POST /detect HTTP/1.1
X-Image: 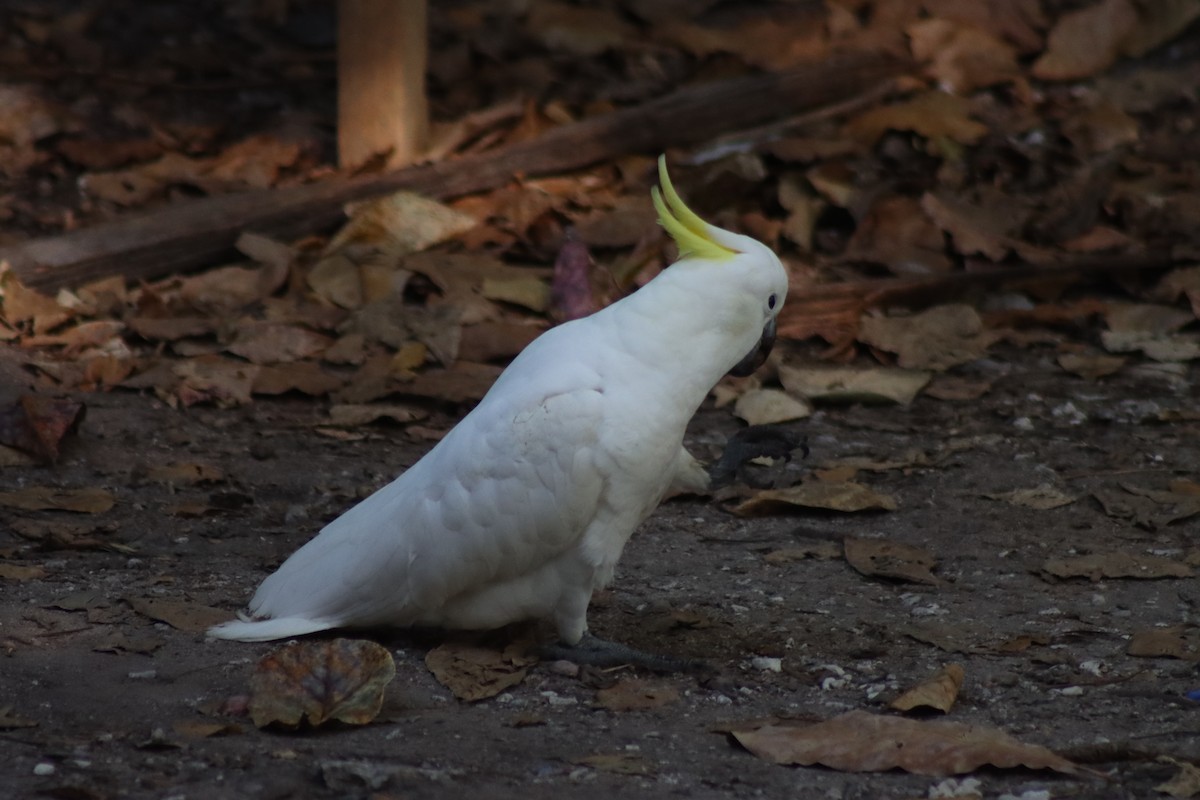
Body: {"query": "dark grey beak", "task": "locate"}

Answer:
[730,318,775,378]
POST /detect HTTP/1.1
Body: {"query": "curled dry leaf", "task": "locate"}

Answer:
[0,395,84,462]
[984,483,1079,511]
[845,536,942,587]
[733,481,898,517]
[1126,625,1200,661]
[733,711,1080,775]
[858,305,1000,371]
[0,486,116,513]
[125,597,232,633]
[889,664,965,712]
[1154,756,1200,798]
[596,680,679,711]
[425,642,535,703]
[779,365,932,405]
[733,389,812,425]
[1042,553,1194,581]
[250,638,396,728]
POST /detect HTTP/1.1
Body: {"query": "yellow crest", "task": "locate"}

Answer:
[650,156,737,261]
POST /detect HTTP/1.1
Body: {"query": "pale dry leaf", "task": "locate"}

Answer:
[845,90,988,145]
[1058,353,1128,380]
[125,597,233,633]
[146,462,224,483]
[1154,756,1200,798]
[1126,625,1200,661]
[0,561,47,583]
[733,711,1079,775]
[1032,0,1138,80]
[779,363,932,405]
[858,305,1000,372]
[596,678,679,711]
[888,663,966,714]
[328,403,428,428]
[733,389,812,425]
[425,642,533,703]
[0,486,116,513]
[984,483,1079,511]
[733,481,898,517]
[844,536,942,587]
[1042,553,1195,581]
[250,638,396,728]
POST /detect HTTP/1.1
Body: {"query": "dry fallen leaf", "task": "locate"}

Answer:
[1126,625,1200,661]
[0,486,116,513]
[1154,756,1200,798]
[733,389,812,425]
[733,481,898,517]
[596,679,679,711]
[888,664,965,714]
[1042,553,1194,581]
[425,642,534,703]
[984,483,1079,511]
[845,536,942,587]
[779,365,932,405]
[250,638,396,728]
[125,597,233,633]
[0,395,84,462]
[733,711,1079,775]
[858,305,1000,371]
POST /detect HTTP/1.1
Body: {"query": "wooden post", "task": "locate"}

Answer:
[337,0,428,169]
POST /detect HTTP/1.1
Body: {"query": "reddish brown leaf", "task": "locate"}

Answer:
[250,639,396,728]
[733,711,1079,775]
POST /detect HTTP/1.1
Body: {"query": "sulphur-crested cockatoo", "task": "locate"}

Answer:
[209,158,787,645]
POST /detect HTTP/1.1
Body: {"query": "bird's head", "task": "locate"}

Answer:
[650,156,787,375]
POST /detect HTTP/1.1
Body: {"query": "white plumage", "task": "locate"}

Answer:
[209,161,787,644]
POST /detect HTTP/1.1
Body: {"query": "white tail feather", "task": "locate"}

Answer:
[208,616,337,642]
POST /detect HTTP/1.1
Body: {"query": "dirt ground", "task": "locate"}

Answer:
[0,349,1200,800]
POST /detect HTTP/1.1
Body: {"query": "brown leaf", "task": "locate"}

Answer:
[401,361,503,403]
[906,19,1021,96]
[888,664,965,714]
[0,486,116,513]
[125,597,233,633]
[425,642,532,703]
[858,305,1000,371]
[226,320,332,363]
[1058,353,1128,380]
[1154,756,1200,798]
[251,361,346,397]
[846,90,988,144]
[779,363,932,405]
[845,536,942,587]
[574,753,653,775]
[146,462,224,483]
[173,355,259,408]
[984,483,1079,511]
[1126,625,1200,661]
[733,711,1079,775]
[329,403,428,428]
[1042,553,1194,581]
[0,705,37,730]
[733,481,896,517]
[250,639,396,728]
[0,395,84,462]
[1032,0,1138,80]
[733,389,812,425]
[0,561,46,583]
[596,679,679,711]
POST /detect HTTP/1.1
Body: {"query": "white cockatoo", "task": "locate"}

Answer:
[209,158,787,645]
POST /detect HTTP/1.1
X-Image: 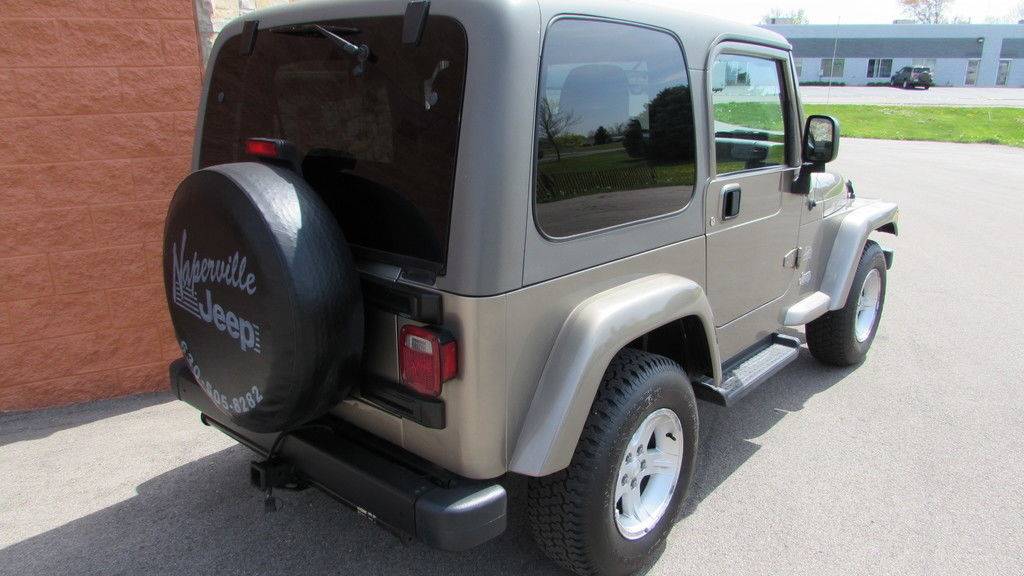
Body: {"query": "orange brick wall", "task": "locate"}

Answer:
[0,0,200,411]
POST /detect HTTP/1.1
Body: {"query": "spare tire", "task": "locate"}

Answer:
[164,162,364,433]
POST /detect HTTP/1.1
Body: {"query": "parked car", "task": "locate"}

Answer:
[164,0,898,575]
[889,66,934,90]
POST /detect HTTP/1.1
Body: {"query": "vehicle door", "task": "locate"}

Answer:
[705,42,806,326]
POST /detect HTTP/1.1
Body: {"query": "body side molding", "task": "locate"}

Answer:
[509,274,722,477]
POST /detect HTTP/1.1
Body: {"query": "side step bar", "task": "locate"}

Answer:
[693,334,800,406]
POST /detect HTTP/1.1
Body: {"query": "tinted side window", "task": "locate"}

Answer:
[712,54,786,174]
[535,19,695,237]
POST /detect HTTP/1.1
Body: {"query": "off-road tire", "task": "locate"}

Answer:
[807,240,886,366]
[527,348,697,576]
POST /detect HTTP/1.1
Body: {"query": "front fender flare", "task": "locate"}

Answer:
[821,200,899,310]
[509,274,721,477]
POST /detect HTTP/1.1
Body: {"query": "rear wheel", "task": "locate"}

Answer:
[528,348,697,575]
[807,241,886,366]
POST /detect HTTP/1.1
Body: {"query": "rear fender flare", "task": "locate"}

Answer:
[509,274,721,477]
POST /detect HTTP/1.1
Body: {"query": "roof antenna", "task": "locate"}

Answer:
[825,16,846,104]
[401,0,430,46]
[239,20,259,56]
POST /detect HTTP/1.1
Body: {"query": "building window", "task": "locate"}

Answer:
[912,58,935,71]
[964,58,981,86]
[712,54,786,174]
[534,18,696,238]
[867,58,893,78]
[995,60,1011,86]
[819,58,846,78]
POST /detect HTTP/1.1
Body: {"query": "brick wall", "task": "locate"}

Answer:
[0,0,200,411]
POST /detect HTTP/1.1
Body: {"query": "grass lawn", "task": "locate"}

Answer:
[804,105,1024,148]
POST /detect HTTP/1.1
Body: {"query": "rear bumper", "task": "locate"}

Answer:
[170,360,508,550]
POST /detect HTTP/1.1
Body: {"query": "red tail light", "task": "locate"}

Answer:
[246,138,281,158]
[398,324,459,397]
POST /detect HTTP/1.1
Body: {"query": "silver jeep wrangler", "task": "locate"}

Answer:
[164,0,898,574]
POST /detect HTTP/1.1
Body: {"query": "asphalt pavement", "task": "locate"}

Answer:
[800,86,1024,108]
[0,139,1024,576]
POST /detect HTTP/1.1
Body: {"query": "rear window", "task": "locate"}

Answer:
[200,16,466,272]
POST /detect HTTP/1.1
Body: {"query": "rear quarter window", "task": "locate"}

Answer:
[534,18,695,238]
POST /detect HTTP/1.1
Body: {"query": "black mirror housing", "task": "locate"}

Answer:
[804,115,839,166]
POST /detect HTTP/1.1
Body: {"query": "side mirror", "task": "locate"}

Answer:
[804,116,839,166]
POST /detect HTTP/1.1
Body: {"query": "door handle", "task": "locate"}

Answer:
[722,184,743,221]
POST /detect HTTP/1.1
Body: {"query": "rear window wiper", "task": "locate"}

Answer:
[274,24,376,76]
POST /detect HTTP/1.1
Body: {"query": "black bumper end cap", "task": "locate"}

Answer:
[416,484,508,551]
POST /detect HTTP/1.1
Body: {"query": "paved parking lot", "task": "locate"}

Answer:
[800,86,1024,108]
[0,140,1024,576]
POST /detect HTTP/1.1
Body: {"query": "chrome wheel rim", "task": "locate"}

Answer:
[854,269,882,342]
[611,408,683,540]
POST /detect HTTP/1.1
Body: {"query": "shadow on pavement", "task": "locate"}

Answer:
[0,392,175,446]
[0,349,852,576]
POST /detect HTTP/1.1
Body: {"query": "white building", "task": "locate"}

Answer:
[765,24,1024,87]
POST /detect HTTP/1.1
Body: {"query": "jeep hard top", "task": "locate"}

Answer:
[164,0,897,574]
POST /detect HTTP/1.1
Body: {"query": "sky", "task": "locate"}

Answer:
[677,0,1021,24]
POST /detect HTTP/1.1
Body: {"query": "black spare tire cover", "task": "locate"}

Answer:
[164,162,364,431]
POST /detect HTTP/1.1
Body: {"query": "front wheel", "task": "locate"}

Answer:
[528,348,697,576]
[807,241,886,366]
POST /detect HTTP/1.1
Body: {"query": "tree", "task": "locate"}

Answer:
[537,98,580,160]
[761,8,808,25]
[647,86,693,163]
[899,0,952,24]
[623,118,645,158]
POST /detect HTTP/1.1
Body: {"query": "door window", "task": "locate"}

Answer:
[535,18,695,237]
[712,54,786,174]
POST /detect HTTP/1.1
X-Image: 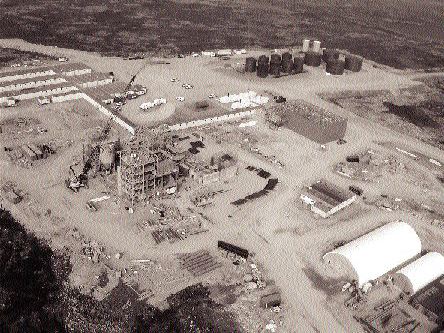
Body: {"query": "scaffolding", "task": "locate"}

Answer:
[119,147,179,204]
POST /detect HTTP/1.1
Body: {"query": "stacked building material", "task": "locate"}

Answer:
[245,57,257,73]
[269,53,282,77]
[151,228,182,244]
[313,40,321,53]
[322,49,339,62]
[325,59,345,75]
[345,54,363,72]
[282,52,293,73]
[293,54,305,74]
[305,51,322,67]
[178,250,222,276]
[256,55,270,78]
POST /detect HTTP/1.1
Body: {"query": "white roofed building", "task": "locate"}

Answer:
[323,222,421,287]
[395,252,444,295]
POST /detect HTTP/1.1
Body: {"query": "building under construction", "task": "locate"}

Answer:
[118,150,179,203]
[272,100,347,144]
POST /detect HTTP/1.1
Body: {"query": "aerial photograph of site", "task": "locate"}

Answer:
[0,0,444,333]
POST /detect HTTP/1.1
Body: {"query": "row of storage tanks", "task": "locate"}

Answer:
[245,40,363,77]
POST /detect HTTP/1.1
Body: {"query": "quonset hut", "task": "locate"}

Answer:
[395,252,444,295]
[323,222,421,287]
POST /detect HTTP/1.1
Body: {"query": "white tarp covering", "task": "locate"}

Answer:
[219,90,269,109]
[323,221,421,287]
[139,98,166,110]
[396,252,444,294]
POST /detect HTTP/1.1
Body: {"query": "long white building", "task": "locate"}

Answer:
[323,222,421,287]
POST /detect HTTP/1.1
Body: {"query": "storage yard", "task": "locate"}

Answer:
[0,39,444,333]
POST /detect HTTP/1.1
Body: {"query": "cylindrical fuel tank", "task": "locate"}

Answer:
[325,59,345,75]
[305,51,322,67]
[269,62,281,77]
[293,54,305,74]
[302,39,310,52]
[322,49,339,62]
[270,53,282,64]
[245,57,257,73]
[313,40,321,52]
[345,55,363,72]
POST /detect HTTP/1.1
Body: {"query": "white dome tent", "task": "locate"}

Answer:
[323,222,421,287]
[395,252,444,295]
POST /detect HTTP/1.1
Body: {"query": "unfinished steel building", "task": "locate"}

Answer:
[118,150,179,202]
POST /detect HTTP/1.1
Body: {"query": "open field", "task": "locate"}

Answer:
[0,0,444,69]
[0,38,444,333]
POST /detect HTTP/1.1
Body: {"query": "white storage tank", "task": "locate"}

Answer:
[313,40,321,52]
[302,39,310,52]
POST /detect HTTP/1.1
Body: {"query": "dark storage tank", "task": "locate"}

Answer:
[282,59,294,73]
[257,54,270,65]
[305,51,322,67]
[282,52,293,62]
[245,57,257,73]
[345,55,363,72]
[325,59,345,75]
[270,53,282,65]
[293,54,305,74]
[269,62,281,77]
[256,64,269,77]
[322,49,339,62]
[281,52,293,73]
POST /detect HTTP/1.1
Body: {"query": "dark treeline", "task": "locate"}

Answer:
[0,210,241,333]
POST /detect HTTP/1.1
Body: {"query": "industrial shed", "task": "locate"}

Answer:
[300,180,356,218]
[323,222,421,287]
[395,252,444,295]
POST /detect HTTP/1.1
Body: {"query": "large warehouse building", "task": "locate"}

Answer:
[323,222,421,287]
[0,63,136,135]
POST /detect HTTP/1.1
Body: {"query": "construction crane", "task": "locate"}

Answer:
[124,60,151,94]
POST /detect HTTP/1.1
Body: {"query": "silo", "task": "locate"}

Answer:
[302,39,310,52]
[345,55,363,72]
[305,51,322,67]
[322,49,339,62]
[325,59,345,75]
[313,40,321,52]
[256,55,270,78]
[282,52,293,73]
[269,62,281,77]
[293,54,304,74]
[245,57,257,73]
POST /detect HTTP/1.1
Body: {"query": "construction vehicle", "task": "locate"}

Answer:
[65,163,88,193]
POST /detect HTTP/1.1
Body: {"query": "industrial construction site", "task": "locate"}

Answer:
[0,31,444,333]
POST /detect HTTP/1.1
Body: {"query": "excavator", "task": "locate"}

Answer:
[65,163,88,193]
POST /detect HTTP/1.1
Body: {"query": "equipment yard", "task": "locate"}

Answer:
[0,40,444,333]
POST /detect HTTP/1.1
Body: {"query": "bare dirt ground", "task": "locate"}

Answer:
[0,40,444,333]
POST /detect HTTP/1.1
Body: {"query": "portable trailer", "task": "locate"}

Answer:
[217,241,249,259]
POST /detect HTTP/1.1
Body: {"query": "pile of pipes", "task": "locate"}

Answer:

* * *

> [Given instruction] Shift every bounding box coordinate in the answers up by 35 and write out the lines from the first one through the line with "[730,318,775,378]", requests included. Leave the pictures out.

> [Result of this exercise]
POST /detect HTTP/1.1
X-Image: 
Body: {"query": "dark grey beak", "task": "locate"}

Answer:
[765,353,810,413]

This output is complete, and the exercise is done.